EXERCISE REQUIREMENTS: Reproduce only this part of the listing: the line with "In this exercise you will mark each instance of the eyeglasses", plus every line after it through the last.

-- begin THE RECORDS --

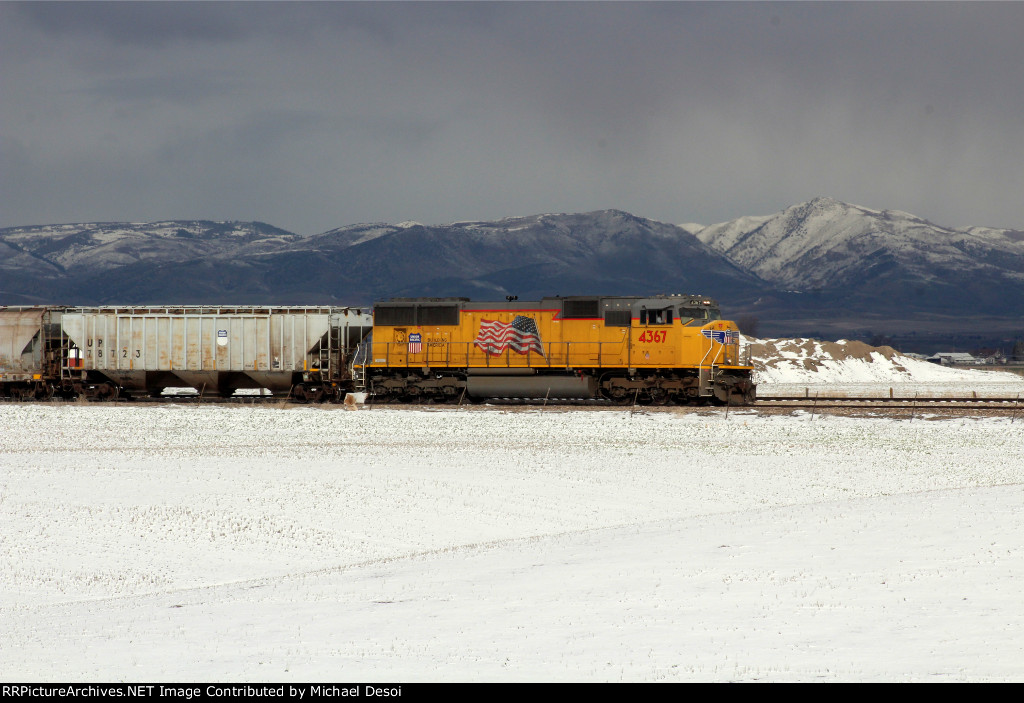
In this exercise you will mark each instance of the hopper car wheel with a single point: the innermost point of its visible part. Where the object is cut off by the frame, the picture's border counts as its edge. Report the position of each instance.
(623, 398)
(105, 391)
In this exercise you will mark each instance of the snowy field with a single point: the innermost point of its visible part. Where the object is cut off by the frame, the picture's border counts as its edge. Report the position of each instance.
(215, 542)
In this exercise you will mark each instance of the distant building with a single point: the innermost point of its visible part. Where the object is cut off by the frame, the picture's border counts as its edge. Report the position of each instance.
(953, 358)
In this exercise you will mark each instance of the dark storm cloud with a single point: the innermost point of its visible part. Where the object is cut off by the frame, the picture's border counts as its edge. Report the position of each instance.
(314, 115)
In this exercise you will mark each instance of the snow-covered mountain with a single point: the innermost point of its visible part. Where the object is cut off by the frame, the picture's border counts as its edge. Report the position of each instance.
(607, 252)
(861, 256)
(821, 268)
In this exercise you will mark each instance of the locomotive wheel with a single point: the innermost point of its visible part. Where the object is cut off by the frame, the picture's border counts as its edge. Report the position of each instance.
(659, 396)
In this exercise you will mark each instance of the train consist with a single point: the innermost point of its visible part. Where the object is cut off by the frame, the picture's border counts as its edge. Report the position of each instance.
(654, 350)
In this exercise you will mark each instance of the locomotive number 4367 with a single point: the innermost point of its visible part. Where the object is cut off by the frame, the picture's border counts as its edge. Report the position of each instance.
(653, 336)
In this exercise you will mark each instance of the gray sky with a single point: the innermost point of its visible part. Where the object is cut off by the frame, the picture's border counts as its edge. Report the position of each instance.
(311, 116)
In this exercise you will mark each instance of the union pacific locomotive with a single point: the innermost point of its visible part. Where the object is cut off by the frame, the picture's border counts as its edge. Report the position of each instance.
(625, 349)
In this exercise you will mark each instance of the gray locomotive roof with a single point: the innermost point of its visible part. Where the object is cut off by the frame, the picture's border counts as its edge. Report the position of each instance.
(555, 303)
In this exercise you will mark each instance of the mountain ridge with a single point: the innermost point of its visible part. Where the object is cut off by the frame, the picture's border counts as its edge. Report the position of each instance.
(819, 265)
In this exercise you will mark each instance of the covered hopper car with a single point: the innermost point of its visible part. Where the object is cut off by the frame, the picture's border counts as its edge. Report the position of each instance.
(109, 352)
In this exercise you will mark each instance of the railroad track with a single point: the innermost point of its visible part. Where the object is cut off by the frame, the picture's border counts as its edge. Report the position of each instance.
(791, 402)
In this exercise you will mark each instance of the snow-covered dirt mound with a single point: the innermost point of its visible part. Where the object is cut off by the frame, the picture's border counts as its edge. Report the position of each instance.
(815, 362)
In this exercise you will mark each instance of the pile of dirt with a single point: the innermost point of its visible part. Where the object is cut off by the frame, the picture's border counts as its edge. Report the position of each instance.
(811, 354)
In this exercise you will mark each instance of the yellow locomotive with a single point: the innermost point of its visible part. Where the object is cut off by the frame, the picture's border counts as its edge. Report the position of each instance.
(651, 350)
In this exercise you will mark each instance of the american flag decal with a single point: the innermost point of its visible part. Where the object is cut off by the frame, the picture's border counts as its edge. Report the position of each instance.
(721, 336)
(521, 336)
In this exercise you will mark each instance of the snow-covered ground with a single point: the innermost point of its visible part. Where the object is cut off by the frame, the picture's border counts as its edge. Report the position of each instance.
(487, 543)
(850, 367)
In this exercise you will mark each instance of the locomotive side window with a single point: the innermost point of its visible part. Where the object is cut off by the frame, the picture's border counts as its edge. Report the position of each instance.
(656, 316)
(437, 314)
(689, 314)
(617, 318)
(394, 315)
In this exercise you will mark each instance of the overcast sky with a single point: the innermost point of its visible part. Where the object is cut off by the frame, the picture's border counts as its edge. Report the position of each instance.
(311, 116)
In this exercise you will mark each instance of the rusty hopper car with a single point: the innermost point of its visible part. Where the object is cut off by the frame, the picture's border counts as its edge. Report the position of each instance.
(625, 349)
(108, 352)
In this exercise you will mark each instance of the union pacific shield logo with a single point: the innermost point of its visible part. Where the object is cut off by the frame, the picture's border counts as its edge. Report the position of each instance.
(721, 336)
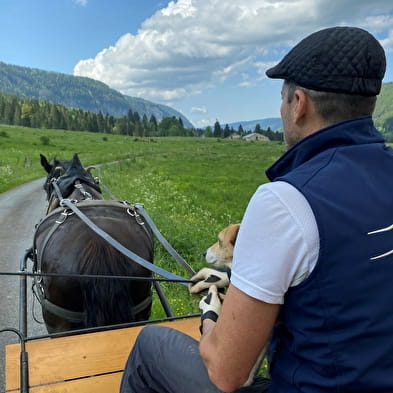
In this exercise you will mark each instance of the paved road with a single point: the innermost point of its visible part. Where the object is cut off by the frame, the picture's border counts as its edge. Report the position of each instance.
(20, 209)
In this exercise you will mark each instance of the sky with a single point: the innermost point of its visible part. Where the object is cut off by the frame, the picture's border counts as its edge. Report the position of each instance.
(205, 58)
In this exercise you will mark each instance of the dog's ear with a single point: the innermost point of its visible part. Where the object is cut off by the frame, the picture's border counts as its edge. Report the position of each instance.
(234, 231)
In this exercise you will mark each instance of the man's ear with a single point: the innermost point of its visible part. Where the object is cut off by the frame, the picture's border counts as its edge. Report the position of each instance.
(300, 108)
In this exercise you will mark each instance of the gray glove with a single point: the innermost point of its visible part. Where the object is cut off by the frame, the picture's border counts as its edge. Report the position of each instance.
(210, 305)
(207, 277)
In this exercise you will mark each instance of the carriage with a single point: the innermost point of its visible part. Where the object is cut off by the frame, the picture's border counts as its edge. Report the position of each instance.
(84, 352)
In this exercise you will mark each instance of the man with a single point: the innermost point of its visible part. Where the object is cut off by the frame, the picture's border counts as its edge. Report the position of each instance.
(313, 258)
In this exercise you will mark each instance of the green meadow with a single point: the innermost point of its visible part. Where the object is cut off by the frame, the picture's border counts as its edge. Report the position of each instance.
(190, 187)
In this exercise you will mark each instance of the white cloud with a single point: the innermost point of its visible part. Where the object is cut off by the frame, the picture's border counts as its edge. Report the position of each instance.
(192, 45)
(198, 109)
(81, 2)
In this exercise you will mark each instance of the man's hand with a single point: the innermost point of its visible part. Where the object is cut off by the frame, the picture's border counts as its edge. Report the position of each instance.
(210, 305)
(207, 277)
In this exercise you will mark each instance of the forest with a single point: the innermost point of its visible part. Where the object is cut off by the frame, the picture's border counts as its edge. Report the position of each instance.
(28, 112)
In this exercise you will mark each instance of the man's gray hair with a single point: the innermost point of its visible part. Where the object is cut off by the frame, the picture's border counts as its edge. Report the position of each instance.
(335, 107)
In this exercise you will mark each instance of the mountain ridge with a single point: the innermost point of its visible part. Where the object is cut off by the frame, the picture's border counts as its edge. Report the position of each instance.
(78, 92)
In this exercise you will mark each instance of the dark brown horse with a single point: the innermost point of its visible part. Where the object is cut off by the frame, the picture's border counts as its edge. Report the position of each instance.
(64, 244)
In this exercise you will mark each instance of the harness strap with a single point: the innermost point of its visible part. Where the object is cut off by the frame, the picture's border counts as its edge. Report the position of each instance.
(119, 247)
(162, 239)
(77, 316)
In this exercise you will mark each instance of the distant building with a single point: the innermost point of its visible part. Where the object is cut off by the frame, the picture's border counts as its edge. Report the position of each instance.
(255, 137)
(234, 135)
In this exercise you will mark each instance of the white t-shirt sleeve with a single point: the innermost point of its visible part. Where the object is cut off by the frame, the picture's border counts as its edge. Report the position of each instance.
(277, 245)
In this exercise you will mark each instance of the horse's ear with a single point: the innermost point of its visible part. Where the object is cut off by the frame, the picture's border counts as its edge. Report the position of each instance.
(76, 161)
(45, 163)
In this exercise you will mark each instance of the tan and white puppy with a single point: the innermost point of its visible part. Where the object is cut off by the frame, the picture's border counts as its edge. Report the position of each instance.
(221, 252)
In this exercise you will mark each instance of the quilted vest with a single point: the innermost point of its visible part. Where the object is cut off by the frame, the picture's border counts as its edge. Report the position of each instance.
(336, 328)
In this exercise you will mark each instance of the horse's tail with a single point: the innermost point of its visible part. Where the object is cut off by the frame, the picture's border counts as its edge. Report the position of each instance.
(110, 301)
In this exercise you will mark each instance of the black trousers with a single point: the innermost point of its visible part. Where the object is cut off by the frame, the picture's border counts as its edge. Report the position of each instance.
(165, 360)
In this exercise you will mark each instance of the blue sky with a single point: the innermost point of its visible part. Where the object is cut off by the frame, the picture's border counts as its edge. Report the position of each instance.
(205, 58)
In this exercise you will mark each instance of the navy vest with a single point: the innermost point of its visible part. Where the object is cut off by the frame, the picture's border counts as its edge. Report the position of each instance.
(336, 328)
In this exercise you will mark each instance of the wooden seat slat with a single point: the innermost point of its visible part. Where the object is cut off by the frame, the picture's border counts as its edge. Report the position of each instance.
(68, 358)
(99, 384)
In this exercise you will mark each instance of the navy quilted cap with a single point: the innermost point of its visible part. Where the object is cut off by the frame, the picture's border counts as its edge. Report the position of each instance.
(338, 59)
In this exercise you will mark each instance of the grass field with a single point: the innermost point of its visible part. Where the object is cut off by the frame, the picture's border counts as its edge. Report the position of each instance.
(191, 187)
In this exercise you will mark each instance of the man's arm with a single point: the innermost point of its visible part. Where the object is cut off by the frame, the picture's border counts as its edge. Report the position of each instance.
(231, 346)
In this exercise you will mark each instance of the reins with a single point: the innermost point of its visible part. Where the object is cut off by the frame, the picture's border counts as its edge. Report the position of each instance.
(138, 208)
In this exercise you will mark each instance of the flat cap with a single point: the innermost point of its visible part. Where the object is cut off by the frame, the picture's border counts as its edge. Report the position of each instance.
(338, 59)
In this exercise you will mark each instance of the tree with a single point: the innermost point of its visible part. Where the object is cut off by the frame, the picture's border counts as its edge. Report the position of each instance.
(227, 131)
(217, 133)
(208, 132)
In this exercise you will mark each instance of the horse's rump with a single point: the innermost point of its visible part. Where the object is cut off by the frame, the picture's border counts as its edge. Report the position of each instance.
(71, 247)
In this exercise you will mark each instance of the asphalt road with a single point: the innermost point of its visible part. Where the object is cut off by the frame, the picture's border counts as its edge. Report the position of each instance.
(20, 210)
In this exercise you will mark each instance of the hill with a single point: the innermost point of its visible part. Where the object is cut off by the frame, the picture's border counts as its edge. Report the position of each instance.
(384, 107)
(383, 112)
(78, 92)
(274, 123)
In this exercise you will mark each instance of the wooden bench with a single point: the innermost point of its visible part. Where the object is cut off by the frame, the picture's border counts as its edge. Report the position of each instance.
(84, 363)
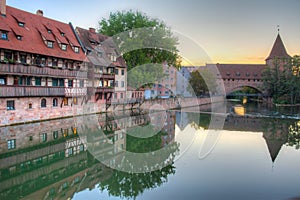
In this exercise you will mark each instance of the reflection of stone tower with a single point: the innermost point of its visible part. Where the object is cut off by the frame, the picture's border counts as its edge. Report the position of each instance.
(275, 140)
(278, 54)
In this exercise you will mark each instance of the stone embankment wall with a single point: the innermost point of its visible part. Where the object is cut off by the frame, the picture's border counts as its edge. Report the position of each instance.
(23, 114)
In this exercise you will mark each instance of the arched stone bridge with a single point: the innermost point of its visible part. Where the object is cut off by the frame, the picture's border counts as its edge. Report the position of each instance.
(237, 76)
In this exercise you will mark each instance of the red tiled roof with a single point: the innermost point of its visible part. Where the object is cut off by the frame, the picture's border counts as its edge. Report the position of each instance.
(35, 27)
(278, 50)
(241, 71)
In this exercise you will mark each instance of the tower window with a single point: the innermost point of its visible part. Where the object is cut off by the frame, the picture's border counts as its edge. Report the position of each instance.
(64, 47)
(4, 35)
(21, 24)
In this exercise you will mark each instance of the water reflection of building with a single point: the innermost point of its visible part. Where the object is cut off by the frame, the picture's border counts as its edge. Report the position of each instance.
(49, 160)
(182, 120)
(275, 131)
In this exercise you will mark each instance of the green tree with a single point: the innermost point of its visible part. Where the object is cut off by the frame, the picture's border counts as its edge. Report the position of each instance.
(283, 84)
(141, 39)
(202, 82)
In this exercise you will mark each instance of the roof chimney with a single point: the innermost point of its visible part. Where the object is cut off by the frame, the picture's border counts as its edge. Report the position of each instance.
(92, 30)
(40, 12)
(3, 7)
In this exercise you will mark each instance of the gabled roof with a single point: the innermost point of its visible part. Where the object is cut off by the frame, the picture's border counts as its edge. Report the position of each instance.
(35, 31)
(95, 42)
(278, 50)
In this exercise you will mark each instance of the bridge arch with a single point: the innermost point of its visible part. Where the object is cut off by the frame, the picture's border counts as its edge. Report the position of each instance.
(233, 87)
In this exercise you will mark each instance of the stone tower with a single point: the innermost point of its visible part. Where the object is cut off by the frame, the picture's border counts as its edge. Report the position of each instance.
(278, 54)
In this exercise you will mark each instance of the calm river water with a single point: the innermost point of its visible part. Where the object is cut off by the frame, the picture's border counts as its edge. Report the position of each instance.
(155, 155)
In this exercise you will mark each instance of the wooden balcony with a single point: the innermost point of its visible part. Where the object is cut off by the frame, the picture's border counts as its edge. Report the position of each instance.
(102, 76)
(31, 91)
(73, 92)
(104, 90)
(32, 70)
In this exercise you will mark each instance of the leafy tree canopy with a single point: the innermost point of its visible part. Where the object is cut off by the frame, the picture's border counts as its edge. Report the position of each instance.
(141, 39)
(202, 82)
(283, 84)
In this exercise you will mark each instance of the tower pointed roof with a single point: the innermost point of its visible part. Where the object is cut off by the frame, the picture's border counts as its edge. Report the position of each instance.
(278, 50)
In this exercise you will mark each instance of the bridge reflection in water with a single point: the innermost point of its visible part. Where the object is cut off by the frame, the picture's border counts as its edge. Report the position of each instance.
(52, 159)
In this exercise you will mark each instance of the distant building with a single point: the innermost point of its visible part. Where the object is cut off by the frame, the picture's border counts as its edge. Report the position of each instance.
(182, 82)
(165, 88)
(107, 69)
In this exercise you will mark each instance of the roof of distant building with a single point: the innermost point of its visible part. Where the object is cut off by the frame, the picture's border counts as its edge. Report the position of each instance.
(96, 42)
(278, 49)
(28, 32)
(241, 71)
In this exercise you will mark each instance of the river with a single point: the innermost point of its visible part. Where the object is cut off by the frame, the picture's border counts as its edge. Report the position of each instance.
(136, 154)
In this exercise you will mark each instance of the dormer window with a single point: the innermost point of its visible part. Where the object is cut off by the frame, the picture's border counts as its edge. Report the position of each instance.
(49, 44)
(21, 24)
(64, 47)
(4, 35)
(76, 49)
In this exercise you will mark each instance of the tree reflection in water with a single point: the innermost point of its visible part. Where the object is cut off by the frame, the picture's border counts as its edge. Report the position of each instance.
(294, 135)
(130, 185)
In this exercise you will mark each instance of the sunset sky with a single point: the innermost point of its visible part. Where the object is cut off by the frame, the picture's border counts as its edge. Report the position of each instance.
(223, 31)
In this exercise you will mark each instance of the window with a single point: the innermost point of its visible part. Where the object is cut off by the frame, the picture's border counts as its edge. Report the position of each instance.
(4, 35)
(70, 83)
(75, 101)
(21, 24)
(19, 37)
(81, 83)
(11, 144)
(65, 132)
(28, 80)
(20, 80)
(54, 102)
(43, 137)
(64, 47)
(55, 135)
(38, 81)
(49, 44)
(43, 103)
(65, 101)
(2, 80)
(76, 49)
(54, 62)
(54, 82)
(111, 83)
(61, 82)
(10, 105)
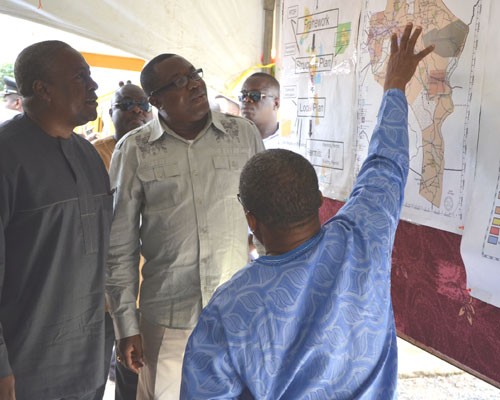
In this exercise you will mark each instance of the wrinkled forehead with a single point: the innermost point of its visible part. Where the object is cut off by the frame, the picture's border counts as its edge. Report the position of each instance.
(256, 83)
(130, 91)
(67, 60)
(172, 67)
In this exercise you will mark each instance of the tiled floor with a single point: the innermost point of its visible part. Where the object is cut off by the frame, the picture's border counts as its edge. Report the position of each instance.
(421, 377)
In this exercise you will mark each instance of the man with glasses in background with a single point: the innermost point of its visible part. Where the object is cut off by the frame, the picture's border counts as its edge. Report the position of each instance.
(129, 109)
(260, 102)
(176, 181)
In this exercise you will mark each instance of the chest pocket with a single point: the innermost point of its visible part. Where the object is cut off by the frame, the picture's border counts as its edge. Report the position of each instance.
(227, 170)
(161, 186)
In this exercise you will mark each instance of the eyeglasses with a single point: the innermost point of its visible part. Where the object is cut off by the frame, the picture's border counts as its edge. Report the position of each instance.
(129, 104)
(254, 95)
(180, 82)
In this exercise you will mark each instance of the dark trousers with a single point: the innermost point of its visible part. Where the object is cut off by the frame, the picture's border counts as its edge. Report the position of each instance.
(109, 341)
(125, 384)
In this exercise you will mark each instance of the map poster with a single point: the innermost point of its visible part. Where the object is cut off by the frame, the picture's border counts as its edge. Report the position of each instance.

-- end THE RECORDS --

IN RESPONSE:
In this exercise you will mark each instance of the eyeglasses with a single point: the innermost point of its visible part. Where the object is cut off by the frame, the picture's border counts as its edge. Report the position of each instance.
(129, 104)
(254, 95)
(180, 82)
In this exercise you will mark each instance of the dark trousers with a single point: the innermost point of its visible part. Where the object is cut off by the frame, the picture's border counts as its edge. Report the position of each instance.
(109, 341)
(125, 384)
In this exercise you will mark each instance of the map poster with a single point: the innermost point of its visible part. Where the object is cut off by the frame, the picture's border counts as its edge. Report the position of each instance.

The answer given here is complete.